## Data section
%%

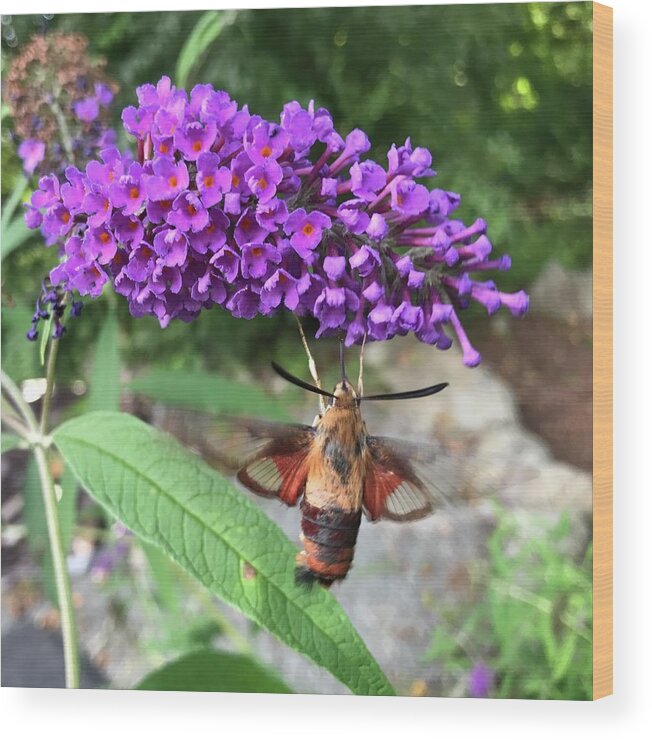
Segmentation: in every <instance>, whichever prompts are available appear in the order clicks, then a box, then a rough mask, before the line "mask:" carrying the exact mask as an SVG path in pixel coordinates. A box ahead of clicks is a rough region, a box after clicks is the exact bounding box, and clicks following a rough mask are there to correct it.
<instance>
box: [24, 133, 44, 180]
mask: <svg viewBox="0 0 652 740" xmlns="http://www.w3.org/2000/svg"><path fill="white" fill-rule="evenodd" d="M18 156H19V157H20V158H21V159H22V160H23V169H24V170H25V172H26V173H27V174H28V175H31V174H32V172H34V170H35V169H36V168H37V167H38V165H39V164H40V163H41V162H42V161H43V158H44V157H45V144H44V143H43V142H42V141H39V140H38V139H25V141H23V142H21V144H20V146H19V147H18Z"/></svg>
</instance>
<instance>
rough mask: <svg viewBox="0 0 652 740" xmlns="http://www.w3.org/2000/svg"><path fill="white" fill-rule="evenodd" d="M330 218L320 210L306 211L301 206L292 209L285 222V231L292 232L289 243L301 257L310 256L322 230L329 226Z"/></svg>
mask: <svg viewBox="0 0 652 740" xmlns="http://www.w3.org/2000/svg"><path fill="white" fill-rule="evenodd" d="M330 225H331V220H330V218H329V217H328V216H327V215H326V214H324V213H321V212H320V211H312V212H311V213H306V212H305V210H304V209H303V208H298V209H297V210H296V211H293V212H292V213H291V214H290V215H289V217H288V220H287V221H286V222H285V231H286V233H288V234H292V237H291V238H290V244H291V245H292V246H293V247H294V249H295V250H296V252H297V254H299V256H301V257H308V256H310V254H311V252H312V251H313V250H314V249H315V247H316V246H317V245H318V244H319V242H320V241H321V238H322V234H323V230H324V229H328V228H330Z"/></svg>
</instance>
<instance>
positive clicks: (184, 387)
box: [129, 368, 287, 419]
mask: <svg viewBox="0 0 652 740" xmlns="http://www.w3.org/2000/svg"><path fill="white" fill-rule="evenodd" d="M129 387H130V388H131V390H133V391H136V393H141V394H142V395H144V396H148V397H149V398H152V399H154V400H156V401H161V402H162V403H165V404H167V405H169V406H180V407H182V408H187V409H194V410H196V411H204V412H208V413H213V414H253V413H255V414H256V415H259V416H261V417H267V418H271V419H286V418H287V413H286V411H285V404H284V403H283V402H282V401H280V400H278V399H276V398H274V397H272V396H269V395H268V394H266V393H264V392H263V391H262V390H260V389H259V388H258V387H256V386H255V385H253V384H251V385H250V384H247V383H238V382H236V381H233V380H227V379H226V378H223V377H221V376H219V375H213V374H211V373H205V372H201V371H189V372H186V371H183V370H166V369H164V368H152V369H151V370H149V371H148V372H146V373H144V374H143V375H140V376H139V377H138V378H135V379H134V380H133V381H131V383H129Z"/></svg>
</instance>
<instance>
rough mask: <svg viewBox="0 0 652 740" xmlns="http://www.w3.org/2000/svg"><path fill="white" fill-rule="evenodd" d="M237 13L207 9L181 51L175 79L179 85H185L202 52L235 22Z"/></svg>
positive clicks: (199, 20)
mask: <svg viewBox="0 0 652 740" xmlns="http://www.w3.org/2000/svg"><path fill="white" fill-rule="evenodd" d="M234 17H235V14H234V13H233V11H231V12H230V13H229V12H227V13H225V12H223V11H222V12H221V11H217V10H208V11H206V12H205V13H204V14H203V15H202V16H201V18H200V19H199V20H198V21H197V24H196V25H195V27H194V28H193V30H192V31H191V33H190V36H188V38H187V40H186V43H185V44H184V45H183V47H182V48H181V51H180V52H179V57H178V59H177V69H176V72H175V80H176V84H177V86H178V87H185V86H186V83H187V82H188V76H189V75H190V72H191V71H192V68H193V67H194V66H195V64H196V63H197V61H198V60H199V58H200V57H201V56H202V54H203V53H204V52H205V51H206V50H207V49H208V47H209V46H210V45H211V44H212V43H213V41H215V39H216V38H217V37H218V36H219V35H220V33H221V32H222V29H223V28H224V26H225V25H228V24H229V23H232V22H233V18H234Z"/></svg>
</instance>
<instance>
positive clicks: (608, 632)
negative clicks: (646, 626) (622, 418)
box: [593, 3, 613, 699]
mask: <svg viewBox="0 0 652 740" xmlns="http://www.w3.org/2000/svg"><path fill="white" fill-rule="evenodd" d="M593 460H594V462H593V698H594V699H600V698H602V697H604V696H608V695H609V694H612V693H613V9H612V8H609V7H607V6H605V5H600V4H599V3H593Z"/></svg>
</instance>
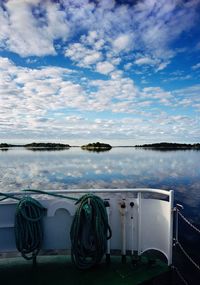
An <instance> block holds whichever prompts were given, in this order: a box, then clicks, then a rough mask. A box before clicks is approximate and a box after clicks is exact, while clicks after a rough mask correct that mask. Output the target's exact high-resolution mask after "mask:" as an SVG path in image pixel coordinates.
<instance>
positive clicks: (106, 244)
mask: <svg viewBox="0 0 200 285" xmlns="http://www.w3.org/2000/svg"><path fill="white" fill-rule="evenodd" d="M76 204H78V208H77V210H76V213H75V216H74V219H73V222H72V226H71V231H70V238H71V257H72V262H73V263H74V264H75V266H76V267H77V268H79V269H88V268H91V267H93V266H94V265H96V264H98V263H99V262H100V261H101V259H102V257H103V255H104V254H105V252H106V248H107V240H108V239H110V238H111V236H112V232H111V228H110V226H109V224H108V216H107V212H106V207H105V204H104V201H103V200H102V199H101V198H100V197H98V196H95V195H93V194H86V195H84V196H82V197H81V198H80V199H79V200H78V201H77V203H76Z"/></svg>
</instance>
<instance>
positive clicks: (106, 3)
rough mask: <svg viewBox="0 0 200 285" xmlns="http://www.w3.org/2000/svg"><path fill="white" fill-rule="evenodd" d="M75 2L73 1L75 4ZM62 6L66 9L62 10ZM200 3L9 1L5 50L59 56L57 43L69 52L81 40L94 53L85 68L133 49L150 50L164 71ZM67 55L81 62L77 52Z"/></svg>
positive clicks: (86, 53) (0, 33)
mask: <svg viewBox="0 0 200 285" xmlns="http://www.w3.org/2000/svg"><path fill="white" fill-rule="evenodd" d="M72 2H73V3H72ZM61 4H62V6H61ZM198 5H199V1H198V0H197V1H196V0H195V1H189V2H188V1H186V2H181V4H180V1H179V0H176V1H174V0H169V1H165V0H161V1H157V0H152V1H149V0H144V1H138V2H137V3H136V4H135V5H133V6H129V5H123V4H118V3H117V1H116V2H115V1H100V2H99V1H98V3H96V2H91V1H89V0H82V1H77V0H75V1H56V2H54V1H53V2H52V1H41V0H30V1H18V0H12V1H11V0H9V1H5V2H4V9H3V8H2V7H0V21H1V29H0V46H1V48H3V49H7V50H10V51H13V52H16V53H18V54H19V55H21V56H29V55H36V56H44V55H48V54H52V55H55V54H56V53H57V52H58V51H57V50H56V43H55V42H56V40H58V39H60V40H61V41H62V45H60V48H61V49H62V46H64V49H66V50H67V51H68V50H70V49H71V48H72V49H73V46H71V45H70V46H68V45H69V39H70V41H71V40H73V41H74V39H75V41H76V42H79V43H80V44H82V45H83V47H84V48H85V49H88V52H89V54H87V52H86V51H85V52H86V56H87V58H86V59H85V62H84V59H83V58H81V62H82V63H83V66H87V65H88V66H89V65H92V64H93V63H96V62H97V61H98V60H101V57H102V54H104V56H105V58H104V60H108V59H107V56H108V54H112V53H113V55H115V56H116V54H120V55H121V59H123V54H124V53H127V51H130V52H131V53H134V52H135V51H136V50H137V51H138V50H144V51H145V54H147V55H148V57H149V58H150V59H152V60H154V59H157V60H158V61H159V63H160V65H159V66H156V68H157V71H158V70H162V69H163V68H164V67H165V66H166V65H167V63H168V62H169V61H170V60H171V59H172V57H173V56H175V54H176V52H178V51H176V50H174V49H173V48H172V44H173V42H174V41H175V40H176V39H178V38H179V36H180V35H181V34H182V33H183V32H185V31H189V29H191V28H192V27H193V26H194V25H195V24H196V20H197V16H198V12H197V11H198V9H197V6H198ZM66 55H67V56H71V59H72V60H74V61H75V63H76V64H77V61H76V60H77V58H76V57H75V55H74V53H73V52H72V55H70V52H69V54H68V52H66Z"/></svg>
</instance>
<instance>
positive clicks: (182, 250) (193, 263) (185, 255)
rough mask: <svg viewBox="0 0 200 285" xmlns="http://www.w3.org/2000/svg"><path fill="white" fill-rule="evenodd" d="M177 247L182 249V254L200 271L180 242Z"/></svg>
mask: <svg viewBox="0 0 200 285" xmlns="http://www.w3.org/2000/svg"><path fill="white" fill-rule="evenodd" d="M177 245H178V246H179V248H180V249H181V251H182V253H183V254H184V255H185V256H186V257H187V258H188V260H189V261H190V262H191V263H192V264H193V265H194V266H195V267H196V268H197V269H198V270H199V271H200V266H199V265H198V264H197V263H196V262H195V261H194V260H193V259H192V258H191V257H190V256H189V254H188V253H187V252H186V251H185V249H184V248H183V246H182V245H181V244H180V242H177Z"/></svg>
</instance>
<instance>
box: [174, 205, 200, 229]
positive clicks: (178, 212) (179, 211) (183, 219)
mask: <svg viewBox="0 0 200 285" xmlns="http://www.w3.org/2000/svg"><path fill="white" fill-rule="evenodd" d="M178 214H179V215H180V217H181V218H182V219H183V220H184V221H185V222H186V223H187V224H188V225H189V226H190V227H191V228H193V229H194V230H195V231H196V232H197V233H199V234H200V230H199V229H198V228H197V227H195V226H194V225H193V224H192V223H190V221H188V219H187V218H186V217H184V216H183V214H181V212H180V211H178Z"/></svg>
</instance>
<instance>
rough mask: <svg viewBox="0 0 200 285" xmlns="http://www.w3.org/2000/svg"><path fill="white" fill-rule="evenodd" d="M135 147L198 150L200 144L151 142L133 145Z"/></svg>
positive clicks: (153, 149)
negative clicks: (160, 142) (145, 143)
mask: <svg viewBox="0 0 200 285" xmlns="http://www.w3.org/2000/svg"><path fill="white" fill-rule="evenodd" d="M135 147H136V148H143V149H152V150H161V151H162V150H163V151H165V150H200V144H199V143H196V144H185V143H167V142H162V143H153V144H143V145H135Z"/></svg>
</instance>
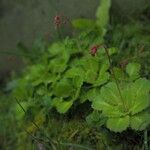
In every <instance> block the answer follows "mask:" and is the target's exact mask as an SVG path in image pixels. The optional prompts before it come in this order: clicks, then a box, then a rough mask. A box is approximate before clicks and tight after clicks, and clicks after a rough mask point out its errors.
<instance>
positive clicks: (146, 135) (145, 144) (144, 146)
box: [144, 129, 148, 150]
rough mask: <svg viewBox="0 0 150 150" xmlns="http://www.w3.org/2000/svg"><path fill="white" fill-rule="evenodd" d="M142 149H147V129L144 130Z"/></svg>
mask: <svg viewBox="0 0 150 150" xmlns="http://www.w3.org/2000/svg"><path fill="white" fill-rule="evenodd" d="M144 150H148V139H147V129H145V130H144Z"/></svg>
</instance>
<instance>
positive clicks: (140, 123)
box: [130, 112, 150, 130]
mask: <svg viewBox="0 0 150 150" xmlns="http://www.w3.org/2000/svg"><path fill="white" fill-rule="evenodd" d="M149 124H150V114H149V113H145V112H144V113H141V114H137V115H134V116H131V118H130V126H131V128H132V129H134V130H144V129H146V127H147V126H148V125H149Z"/></svg>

%%

## Aim of the task
Above, find the line with "positive clicks: (608, 632)"; copy it and every line down to the line with "2L73 1L75 4ZM62", exactly and both included, but no pictures.

## Response area
positive clicks: (608, 632)
negative clicks: (646, 626) (622, 418)
box: [593, 3, 613, 699]
mask: <svg viewBox="0 0 652 740" xmlns="http://www.w3.org/2000/svg"><path fill="white" fill-rule="evenodd" d="M593 460H594V462H593V698H594V699H600V698H602V697H604V696H608V695H609V694H612V693H613V9H612V8H609V7H607V6H605V5H600V4H599V3H593Z"/></svg>
</instance>
An <instance> block holds whichever prompts were given, in this order: a box, then clicks, then a rough mask. A box before clicks is approximate and a box after clicks is exact, while clicks after a rough mask correct that mask. Output the target's exact high-resolution mask after "mask:" as an SVG path in image pixel coordinates.
<instance>
positive clicks: (106, 244)
mask: <svg viewBox="0 0 200 285" xmlns="http://www.w3.org/2000/svg"><path fill="white" fill-rule="evenodd" d="M76 204H78V208H77V210H76V213H75V216H74V219H73V222H72V226H71V231H70V238H71V257H72V262H73V263H74V264H75V266H76V267H77V268H79V269H88V268H91V267H93V266H94V265H96V264H98V263H99V262H100V261H101V259H102V257H103V255H104V254H105V252H106V248H107V240H108V239H110V238H111V236H112V232H111V228H110V226H109V224H108V216H107V212H106V207H105V204H104V201H103V200H102V199H101V198H100V197H98V196H95V195H93V194H86V195H84V196H82V197H81V198H80V199H79V200H78V201H77V203H76Z"/></svg>
</instance>
<instance>
positive clicks: (106, 3)
rough mask: <svg viewBox="0 0 200 285" xmlns="http://www.w3.org/2000/svg"><path fill="white" fill-rule="evenodd" d="M75 2L73 1L75 4ZM62 6L66 9L62 10ZM200 3L9 1L5 50L59 56L57 43L69 52L81 40L94 53L85 68L133 49L150 50L164 71ZM67 55L81 62L77 52Z"/></svg>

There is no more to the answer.